#### DOCUMENT EXTRACT ####

The Music of James Joyce

Today, Mahlerman examines the legacy of James Joyce: the language in the music, and the music in the language…

The great modernist writer James Joyce was so saturated in music that, for a while as a young man, he considered devoting his life to it, but although music’s loss became literature’s gain, the two art-forms are in a constant embrace throughout most of his novels, as he appeared to superimpose onto music his own magically naturalistic literary dreamscape. A fine pianist, he possessed a sweet tenor voice and, through deep study, an encyclopedic knowledge of music from as far back as the Renaissance. The now-famous difficulty that most of us have with his ‘language pushed to the limits of language’, particularly in the two leviathans Ulysses and Finnegans Wake, is that much of it is simply too dense and impenetrable and, in this age of instant gratification, we tire quickly. But ‘from swerve of shore to bend of bay’, our loss is plain to hear below.

To anyone who has read Ulysses [for tips on how to, see Brit’s 1p Review here], it is often mentioned as a favourite – and the mesmeric conclusion of the book are the eight vast sentences of over 4000 words that make-up the internal musings of Leopold Bloom’s randy wife Molly Bloom, as her fertile memory and imagination go to work. The use of ‘yes’, at the start and finish, endorses Joyce’s view of it as ‘the female word’, and ‘the most positive word in the English language’. For this most complex of men, this tiny word had an almost carnal significance, and represented ‘acquiescence and the end of all resistance’. How ‘musical’ it sounds, breathed into life here by the great Abbey actress Marcella Riordan.

#### RECORDED DATA ####

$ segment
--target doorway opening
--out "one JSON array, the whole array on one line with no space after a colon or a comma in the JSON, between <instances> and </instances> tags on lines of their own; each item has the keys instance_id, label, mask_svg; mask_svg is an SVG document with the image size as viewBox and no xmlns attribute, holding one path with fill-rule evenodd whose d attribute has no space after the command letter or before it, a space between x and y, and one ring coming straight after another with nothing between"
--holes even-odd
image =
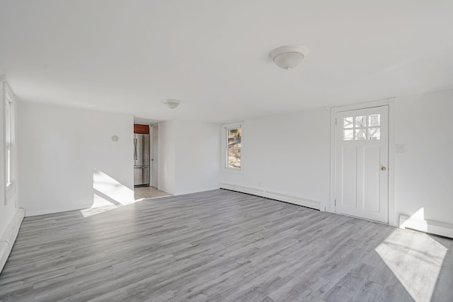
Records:
<instances>
[{"instance_id":1,"label":"doorway opening","mask_svg":"<svg viewBox=\"0 0 453 302\"><path fill-rule=\"evenodd\" d=\"M389 105L338 110L334 205L338 214L389 223Z\"/></svg>"}]
</instances>

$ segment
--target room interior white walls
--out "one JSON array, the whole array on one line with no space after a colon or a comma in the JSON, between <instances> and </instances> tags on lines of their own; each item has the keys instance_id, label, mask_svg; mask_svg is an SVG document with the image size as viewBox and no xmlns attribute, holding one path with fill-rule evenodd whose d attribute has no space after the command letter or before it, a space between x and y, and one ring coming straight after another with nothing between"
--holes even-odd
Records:
<instances>
[{"instance_id":1,"label":"room interior white walls","mask_svg":"<svg viewBox=\"0 0 453 302\"><path fill-rule=\"evenodd\" d=\"M176 192L219 188L219 124L176 121Z\"/></svg>"},{"instance_id":2,"label":"room interior white walls","mask_svg":"<svg viewBox=\"0 0 453 302\"><path fill-rule=\"evenodd\" d=\"M176 122L159 123L159 190L175 194Z\"/></svg>"},{"instance_id":3,"label":"room interior white walls","mask_svg":"<svg viewBox=\"0 0 453 302\"><path fill-rule=\"evenodd\" d=\"M18 107L19 204L27 215L89 207L95 197L133 201L132 115L35 103ZM121 187L98 192L95 174Z\"/></svg>"},{"instance_id":4,"label":"room interior white walls","mask_svg":"<svg viewBox=\"0 0 453 302\"><path fill-rule=\"evenodd\" d=\"M453 224L453 90L397 98L395 204L424 219Z\"/></svg>"},{"instance_id":5,"label":"room interior white walls","mask_svg":"<svg viewBox=\"0 0 453 302\"><path fill-rule=\"evenodd\" d=\"M221 187L232 185L257 194L305 199L314 202L314 207L328 202L328 111L246 119L244 124L241 173L221 173Z\"/></svg>"}]
</instances>

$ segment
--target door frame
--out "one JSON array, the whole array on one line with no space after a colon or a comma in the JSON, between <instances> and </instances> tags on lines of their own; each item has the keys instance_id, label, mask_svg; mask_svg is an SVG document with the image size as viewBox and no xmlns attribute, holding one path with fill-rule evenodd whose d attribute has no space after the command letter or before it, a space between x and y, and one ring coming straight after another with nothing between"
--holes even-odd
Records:
<instances>
[{"instance_id":1,"label":"door frame","mask_svg":"<svg viewBox=\"0 0 453 302\"><path fill-rule=\"evenodd\" d=\"M336 199L336 124L337 112L341 111L366 109L379 106L389 106L389 224L396 225L395 216L395 98L372 102L361 103L344 106L331 108L331 192L329 204L324 207L324 209L332 213L336 212L335 205Z\"/></svg>"}]
</instances>

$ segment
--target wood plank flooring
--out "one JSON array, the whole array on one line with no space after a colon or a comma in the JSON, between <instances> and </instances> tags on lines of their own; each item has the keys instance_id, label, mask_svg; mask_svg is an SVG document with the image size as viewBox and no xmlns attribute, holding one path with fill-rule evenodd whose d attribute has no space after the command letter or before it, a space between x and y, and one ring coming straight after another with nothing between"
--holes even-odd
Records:
<instances>
[{"instance_id":1,"label":"wood plank flooring","mask_svg":"<svg viewBox=\"0 0 453 302\"><path fill-rule=\"evenodd\" d=\"M452 242L217 190L25 218L0 301L452 301Z\"/></svg>"}]
</instances>

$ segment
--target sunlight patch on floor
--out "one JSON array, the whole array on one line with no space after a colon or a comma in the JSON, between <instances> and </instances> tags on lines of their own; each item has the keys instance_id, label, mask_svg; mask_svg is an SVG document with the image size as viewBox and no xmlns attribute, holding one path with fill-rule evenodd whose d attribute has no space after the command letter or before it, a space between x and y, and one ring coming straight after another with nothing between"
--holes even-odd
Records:
<instances>
[{"instance_id":1,"label":"sunlight patch on floor","mask_svg":"<svg viewBox=\"0 0 453 302\"><path fill-rule=\"evenodd\" d=\"M93 195L91 207L80 210L80 212L84 215L84 217L89 217L116 208L117 208L117 206L95 193Z\"/></svg>"},{"instance_id":2,"label":"sunlight patch on floor","mask_svg":"<svg viewBox=\"0 0 453 302\"><path fill-rule=\"evenodd\" d=\"M133 190L97 169L93 173L93 188L121 204L135 202Z\"/></svg>"},{"instance_id":3,"label":"sunlight patch on floor","mask_svg":"<svg viewBox=\"0 0 453 302\"><path fill-rule=\"evenodd\" d=\"M93 173L93 205L80 210L84 217L89 217L137 201L134 190L121 184L105 173L94 169Z\"/></svg>"},{"instance_id":4,"label":"sunlight patch on floor","mask_svg":"<svg viewBox=\"0 0 453 302\"><path fill-rule=\"evenodd\" d=\"M447 249L428 234L395 230L376 248L390 270L416 301L430 301Z\"/></svg>"}]
</instances>

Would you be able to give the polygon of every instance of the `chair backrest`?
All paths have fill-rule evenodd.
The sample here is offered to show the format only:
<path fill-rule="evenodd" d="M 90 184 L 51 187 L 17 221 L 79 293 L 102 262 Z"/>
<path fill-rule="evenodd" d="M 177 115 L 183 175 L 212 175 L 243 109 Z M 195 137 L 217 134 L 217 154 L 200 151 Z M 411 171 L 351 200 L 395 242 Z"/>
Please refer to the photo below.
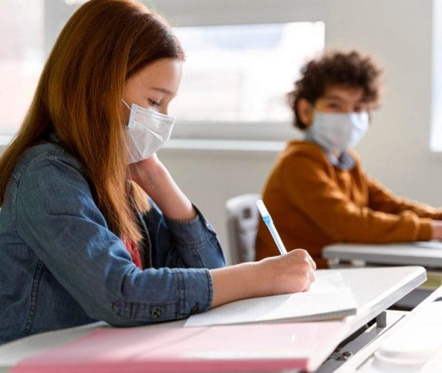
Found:
<path fill-rule="evenodd" d="M 256 204 L 260 194 L 242 194 L 227 200 L 227 232 L 231 264 L 255 260 L 255 240 L 259 222 Z"/>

####

#### WHAT TO DO
1) Answer these questions from the piece on James Joyce and music:
(a) What instrument did Joyce play well?
(b) How many sentences make up the conclusion of Ulysses?
(c) Which actress reads the passage aloud?
2) Please rename "Molly Bloom" as "Marion Bloom" in the piece on James Joyce and music, then write out the part starting with "To anyone who" and going on through "actress Marcella Riordan.".

#### TASK-BY-TASK ANSWERS
1)
(a) The piano.
(b) Eight.
(c) Marcella Riordan.

2)
To anyone who has read Ulysses [for tips on how to, see Brit’s 1p Review here], it is often mentioned as a favourite – and the mesmeric conclusion of the book are the eight vast sentences of over 4000 words that make-up the internal musings of Leopold Bloom’s randy wife Marion Bloom, as her fertile memory and imagination go to work. The use of ‘yes’, at the start and finish, endorses Joyce’s view of it as ‘the female word’, and ‘the most positive word in the English language’. For this most complex of men, this tiny word had an almost carnal significance, and represented ‘acquiescence and the end of all resistance’. How ‘musical’ it sounds, breathed into life here by the great Abbey actress Marcella Riordan.